- Material provided:

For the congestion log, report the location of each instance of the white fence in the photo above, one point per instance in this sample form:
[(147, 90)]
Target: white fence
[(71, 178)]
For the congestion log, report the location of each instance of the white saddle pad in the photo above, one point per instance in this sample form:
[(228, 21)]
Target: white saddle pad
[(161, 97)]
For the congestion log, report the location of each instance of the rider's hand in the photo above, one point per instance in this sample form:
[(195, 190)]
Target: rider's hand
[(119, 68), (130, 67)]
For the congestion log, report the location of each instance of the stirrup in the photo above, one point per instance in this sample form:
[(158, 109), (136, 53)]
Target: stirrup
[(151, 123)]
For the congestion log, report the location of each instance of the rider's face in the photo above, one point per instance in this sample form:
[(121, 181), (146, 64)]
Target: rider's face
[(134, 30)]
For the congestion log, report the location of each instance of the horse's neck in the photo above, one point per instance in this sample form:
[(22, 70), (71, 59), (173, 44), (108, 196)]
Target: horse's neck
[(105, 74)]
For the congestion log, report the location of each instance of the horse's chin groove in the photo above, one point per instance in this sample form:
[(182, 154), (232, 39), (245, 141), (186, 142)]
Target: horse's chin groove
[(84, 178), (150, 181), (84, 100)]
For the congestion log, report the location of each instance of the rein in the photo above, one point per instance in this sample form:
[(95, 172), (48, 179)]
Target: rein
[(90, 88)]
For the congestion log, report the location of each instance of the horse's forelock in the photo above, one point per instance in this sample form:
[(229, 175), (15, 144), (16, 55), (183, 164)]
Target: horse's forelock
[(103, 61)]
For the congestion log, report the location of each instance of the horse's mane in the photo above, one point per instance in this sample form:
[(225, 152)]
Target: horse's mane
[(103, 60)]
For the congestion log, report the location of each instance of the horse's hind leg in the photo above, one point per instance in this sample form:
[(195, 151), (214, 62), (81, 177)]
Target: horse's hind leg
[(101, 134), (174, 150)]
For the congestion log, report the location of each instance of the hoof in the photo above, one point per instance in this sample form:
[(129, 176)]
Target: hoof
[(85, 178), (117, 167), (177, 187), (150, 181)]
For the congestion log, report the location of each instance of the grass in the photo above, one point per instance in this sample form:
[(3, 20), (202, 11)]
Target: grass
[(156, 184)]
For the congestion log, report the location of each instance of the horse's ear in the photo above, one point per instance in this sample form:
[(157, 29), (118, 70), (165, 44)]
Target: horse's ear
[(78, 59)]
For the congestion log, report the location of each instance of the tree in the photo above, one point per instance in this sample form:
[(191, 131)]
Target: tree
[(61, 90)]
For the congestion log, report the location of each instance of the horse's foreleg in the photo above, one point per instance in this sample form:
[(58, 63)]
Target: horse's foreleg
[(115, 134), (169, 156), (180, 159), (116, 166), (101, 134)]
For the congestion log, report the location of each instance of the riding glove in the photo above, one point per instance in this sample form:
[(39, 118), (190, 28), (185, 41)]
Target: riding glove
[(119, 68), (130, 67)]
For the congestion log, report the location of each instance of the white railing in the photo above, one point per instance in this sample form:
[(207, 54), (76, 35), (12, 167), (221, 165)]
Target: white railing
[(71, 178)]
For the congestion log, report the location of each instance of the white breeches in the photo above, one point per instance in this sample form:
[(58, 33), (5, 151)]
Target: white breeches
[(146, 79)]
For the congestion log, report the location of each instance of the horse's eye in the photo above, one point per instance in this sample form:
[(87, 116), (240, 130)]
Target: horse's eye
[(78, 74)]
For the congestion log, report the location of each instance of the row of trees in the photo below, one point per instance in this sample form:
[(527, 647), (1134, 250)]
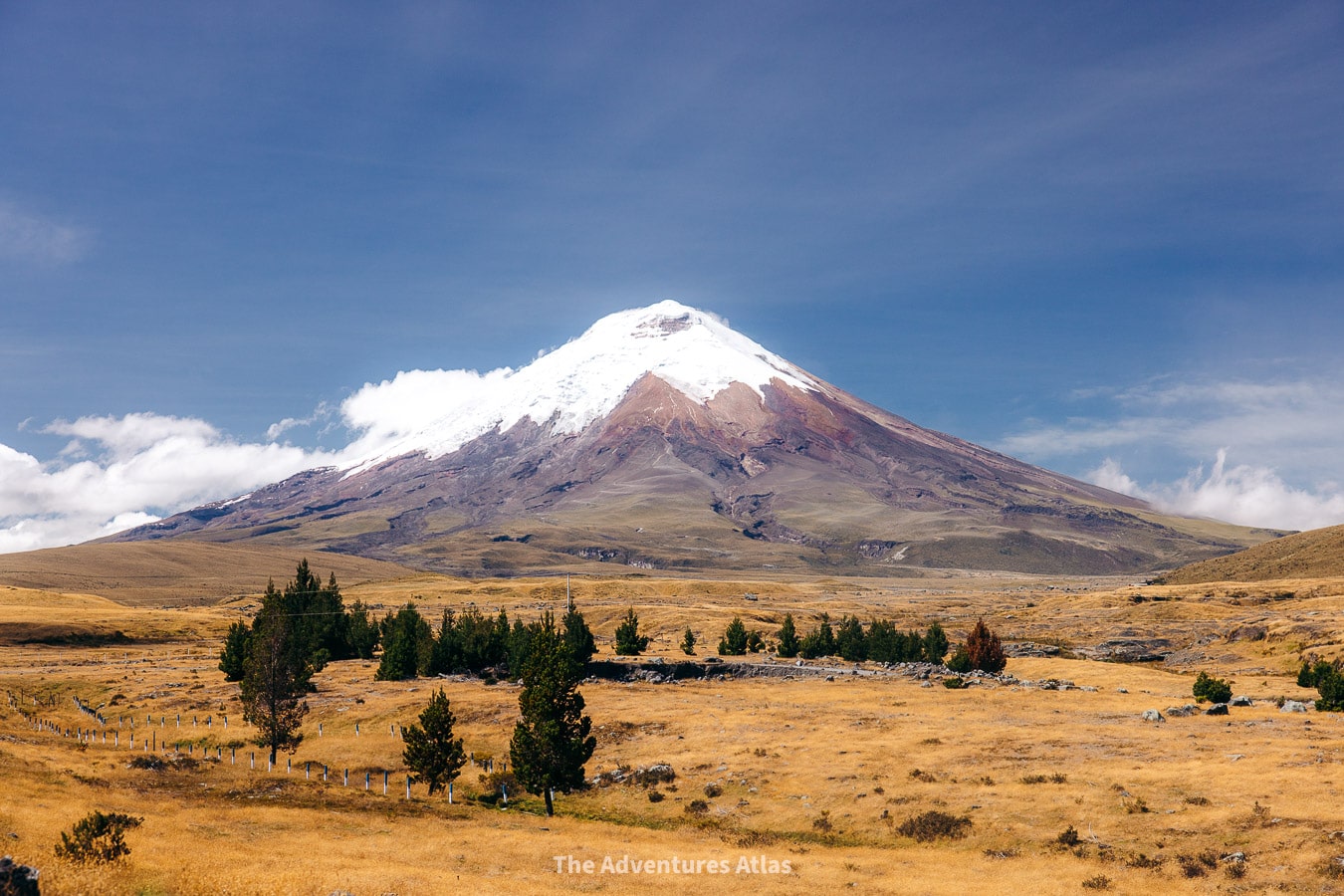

- Exercise requirements: Update the entries from the line containing "the horse's eye" up to and including the last line of the entries, replacing "congestion log" with "traffic record" and leaving everything else unchanged. Omit the pictures from your answer.

- Solved exercise:
For the traffic record, report the location of each instance of the horse's eye in the photo above, one point per instance in this sample form:
[(87, 116), (240, 130)]
Target: horse's eye
[(78, 74)]
For the traffic record, report the location of each instance of the row of trees in the photo below, one point per instance in this sample form:
[(527, 647), (1134, 250)]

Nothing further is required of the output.